-- MATERIAL PROVIDED --

|---|

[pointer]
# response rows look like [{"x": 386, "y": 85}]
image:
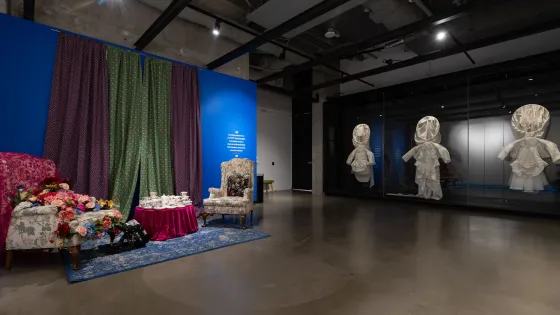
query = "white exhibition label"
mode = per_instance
[{"x": 236, "y": 143}]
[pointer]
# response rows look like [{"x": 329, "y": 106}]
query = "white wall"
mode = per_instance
[{"x": 274, "y": 138}]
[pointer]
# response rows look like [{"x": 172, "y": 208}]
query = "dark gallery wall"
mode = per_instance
[
  {"x": 26, "y": 68},
  {"x": 228, "y": 104},
  {"x": 474, "y": 109}
]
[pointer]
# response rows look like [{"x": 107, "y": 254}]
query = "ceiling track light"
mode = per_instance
[{"x": 217, "y": 26}]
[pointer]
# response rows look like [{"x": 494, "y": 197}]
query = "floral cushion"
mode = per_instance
[
  {"x": 19, "y": 169},
  {"x": 237, "y": 184}
]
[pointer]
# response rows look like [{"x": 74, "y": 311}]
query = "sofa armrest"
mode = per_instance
[
  {"x": 248, "y": 194},
  {"x": 32, "y": 211},
  {"x": 215, "y": 192}
]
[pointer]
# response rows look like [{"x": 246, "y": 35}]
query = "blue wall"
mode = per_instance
[
  {"x": 228, "y": 109},
  {"x": 228, "y": 104},
  {"x": 26, "y": 68}
]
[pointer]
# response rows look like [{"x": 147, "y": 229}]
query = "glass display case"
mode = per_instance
[{"x": 474, "y": 110}]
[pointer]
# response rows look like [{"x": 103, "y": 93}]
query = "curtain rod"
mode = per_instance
[{"x": 126, "y": 48}]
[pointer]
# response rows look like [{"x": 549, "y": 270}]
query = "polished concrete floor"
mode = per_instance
[{"x": 327, "y": 255}]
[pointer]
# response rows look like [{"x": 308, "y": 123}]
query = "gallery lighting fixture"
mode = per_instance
[
  {"x": 282, "y": 55},
  {"x": 441, "y": 35},
  {"x": 216, "y": 30}
]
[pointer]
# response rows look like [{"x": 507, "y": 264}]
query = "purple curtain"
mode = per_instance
[
  {"x": 185, "y": 121},
  {"x": 77, "y": 137}
]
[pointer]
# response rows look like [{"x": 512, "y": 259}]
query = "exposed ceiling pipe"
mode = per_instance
[
  {"x": 171, "y": 12},
  {"x": 386, "y": 37},
  {"x": 442, "y": 53},
  {"x": 278, "y": 31},
  {"x": 242, "y": 37}
]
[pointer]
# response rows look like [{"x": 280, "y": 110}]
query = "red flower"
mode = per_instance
[
  {"x": 66, "y": 215},
  {"x": 48, "y": 181},
  {"x": 63, "y": 230}
]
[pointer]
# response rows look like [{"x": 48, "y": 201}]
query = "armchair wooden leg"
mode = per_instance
[
  {"x": 243, "y": 220},
  {"x": 204, "y": 216},
  {"x": 75, "y": 251},
  {"x": 9, "y": 259}
]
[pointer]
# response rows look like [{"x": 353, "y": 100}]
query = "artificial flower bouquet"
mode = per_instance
[{"x": 70, "y": 207}]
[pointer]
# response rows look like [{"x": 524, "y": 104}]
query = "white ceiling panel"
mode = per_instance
[{"x": 275, "y": 12}]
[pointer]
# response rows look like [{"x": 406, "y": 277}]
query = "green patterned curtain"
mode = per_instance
[
  {"x": 125, "y": 103},
  {"x": 156, "y": 170}
]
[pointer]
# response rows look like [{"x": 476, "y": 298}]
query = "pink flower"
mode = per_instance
[
  {"x": 83, "y": 199},
  {"x": 107, "y": 223},
  {"x": 81, "y": 230},
  {"x": 66, "y": 215},
  {"x": 57, "y": 202}
]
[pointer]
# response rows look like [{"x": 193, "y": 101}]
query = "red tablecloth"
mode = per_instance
[{"x": 164, "y": 224}]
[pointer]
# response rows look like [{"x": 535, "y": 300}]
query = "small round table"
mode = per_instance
[{"x": 164, "y": 224}]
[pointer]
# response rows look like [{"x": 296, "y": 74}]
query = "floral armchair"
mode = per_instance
[{"x": 235, "y": 196}]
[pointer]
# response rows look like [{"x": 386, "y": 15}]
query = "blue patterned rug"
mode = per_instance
[{"x": 95, "y": 262}]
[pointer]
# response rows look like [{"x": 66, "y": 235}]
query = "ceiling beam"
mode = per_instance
[
  {"x": 276, "y": 32},
  {"x": 171, "y": 12},
  {"x": 527, "y": 31},
  {"x": 396, "y": 34},
  {"x": 29, "y": 10},
  {"x": 274, "y": 42}
]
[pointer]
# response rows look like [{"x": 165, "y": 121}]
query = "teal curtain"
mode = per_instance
[
  {"x": 126, "y": 124},
  {"x": 156, "y": 170}
]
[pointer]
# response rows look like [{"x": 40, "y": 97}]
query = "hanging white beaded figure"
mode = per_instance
[
  {"x": 427, "y": 154},
  {"x": 362, "y": 159},
  {"x": 529, "y": 123}
]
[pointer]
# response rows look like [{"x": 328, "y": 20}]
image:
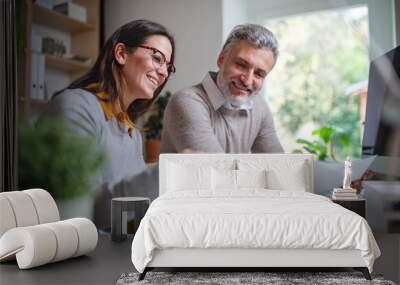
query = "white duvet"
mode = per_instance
[{"x": 252, "y": 218}]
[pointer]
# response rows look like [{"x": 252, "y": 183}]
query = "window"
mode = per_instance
[{"x": 321, "y": 76}]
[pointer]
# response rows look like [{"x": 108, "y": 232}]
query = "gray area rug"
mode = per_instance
[{"x": 228, "y": 278}]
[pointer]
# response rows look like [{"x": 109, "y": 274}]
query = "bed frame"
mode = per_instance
[{"x": 247, "y": 259}]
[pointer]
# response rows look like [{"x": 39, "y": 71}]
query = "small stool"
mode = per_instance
[{"x": 121, "y": 208}]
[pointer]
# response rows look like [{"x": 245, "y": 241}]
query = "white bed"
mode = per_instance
[{"x": 247, "y": 210}]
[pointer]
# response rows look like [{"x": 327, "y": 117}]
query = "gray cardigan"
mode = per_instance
[{"x": 196, "y": 118}]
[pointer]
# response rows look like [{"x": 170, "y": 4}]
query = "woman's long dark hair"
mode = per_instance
[{"x": 107, "y": 71}]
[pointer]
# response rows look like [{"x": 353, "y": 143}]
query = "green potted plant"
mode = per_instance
[
  {"x": 323, "y": 144},
  {"x": 58, "y": 160},
  {"x": 153, "y": 127}
]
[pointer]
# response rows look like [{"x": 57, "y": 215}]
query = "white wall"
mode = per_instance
[
  {"x": 196, "y": 25},
  {"x": 234, "y": 12}
]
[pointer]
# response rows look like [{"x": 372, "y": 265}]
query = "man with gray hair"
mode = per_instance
[{"x": 223, "y": 113}]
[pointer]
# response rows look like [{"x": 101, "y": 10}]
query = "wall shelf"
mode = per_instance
[{"x": 47, "y": 17}]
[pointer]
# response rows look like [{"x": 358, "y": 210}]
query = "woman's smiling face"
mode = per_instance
[{"x": 140, "y": 70}]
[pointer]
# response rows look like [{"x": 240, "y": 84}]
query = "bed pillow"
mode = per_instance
[
  {"x": 182, "y": 178},
  {"x": 251, "y": 178},
  {"x": 295, "y": 180},
  {"x": 223, "y": 179},
  {"x": 281, "y": 174}
]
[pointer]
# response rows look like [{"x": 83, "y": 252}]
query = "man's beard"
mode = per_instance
[{"x": 235, "y": 100}]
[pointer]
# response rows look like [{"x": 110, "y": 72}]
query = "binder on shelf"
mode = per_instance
[{"x": 37, "y": 76}]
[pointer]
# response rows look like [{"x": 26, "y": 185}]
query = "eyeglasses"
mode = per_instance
[{"x": 159, "y": 59}]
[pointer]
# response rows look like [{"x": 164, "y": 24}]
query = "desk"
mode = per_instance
[{"x": 102, "y": 266}]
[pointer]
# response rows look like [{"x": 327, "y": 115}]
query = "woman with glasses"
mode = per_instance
[{"x": 129, "y": 74}]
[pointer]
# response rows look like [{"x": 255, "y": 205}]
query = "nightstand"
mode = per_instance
[{"x": 357, "y": 206}]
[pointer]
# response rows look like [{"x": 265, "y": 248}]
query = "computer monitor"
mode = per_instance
[{"x": 382, "y": 117}]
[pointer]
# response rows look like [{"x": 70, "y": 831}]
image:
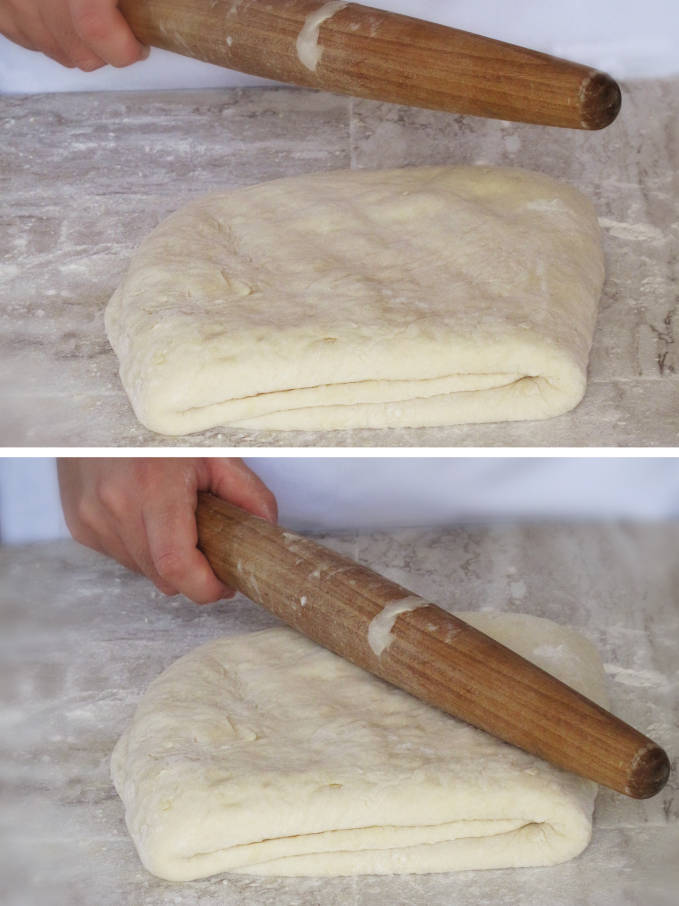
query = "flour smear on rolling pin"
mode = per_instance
[
  {"x": 308, "y": 51},
  {"x": 379, "y": 630}
]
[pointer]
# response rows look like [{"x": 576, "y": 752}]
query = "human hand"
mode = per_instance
[
  {"x": 142, "y": 512},
  {"x": 86, "y": 34}
]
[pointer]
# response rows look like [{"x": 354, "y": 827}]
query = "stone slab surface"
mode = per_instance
[{"x": 84, "y": 177}]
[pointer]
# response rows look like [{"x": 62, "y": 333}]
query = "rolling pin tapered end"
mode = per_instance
[
  {"x": 649, "y": 772},
  {"x": 600, "y": 100}
]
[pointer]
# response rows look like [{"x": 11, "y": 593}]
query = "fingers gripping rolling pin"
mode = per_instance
[
  {"x": 354, "y": 49},
  {"x": 412, "y": 643}
]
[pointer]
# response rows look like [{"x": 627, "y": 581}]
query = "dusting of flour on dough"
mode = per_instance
[
  {"x": 379, "y": 630},
  {"x": 308, "y": 51}
]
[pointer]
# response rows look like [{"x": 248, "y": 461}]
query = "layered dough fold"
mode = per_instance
[
  {"x": 267, "y": 754},
  {"x": 412, "y": 297}
]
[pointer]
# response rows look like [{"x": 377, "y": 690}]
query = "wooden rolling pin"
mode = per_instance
[
  {"x": 423, "y": 649},
  {"x": 354, "y": 49}
]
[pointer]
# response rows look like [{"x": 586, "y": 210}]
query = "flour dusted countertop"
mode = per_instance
[
  {"x": 81, "y": 638},
  {"x": 85, "y": 177}
]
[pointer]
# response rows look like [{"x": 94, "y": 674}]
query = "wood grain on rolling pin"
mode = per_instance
[
  {"x": 424, "y": 650},
  {"x": 354, "y": 49}
]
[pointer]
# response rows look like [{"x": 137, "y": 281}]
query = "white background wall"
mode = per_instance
[
  {"x": 627, "y": 38},
  {"x": 367, "y": 494}
]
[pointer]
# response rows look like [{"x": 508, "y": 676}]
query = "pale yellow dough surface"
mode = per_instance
[
  {"x": 267, "y": 754},
  {"x": 414, "y": 297}
]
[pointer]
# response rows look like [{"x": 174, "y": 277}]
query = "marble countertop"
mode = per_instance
[
  {"x": 81, "y": 639},
  {"x": 84, "y": 177}
]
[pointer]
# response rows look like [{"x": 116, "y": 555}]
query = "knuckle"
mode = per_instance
[
  {"x": 83, "y": 518},
  {"x": 89, "y": 22},
  {"x": 110, "y": 496},
  {"x": 89, "y": 64},
  {"x": 170, "y": 564}
]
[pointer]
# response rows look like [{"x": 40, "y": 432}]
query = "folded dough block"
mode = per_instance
[
  {"x": 413, "y": 297},
  {"x": 267, "y": 754}
]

|---|

-- WRITTEN EXERCISE --
Print every line of the material above that contains the string "flower", each copied in full.

-- OUTPUT --
query = "red flower"
query = "artificial flower bouquet"
query = "pink flower"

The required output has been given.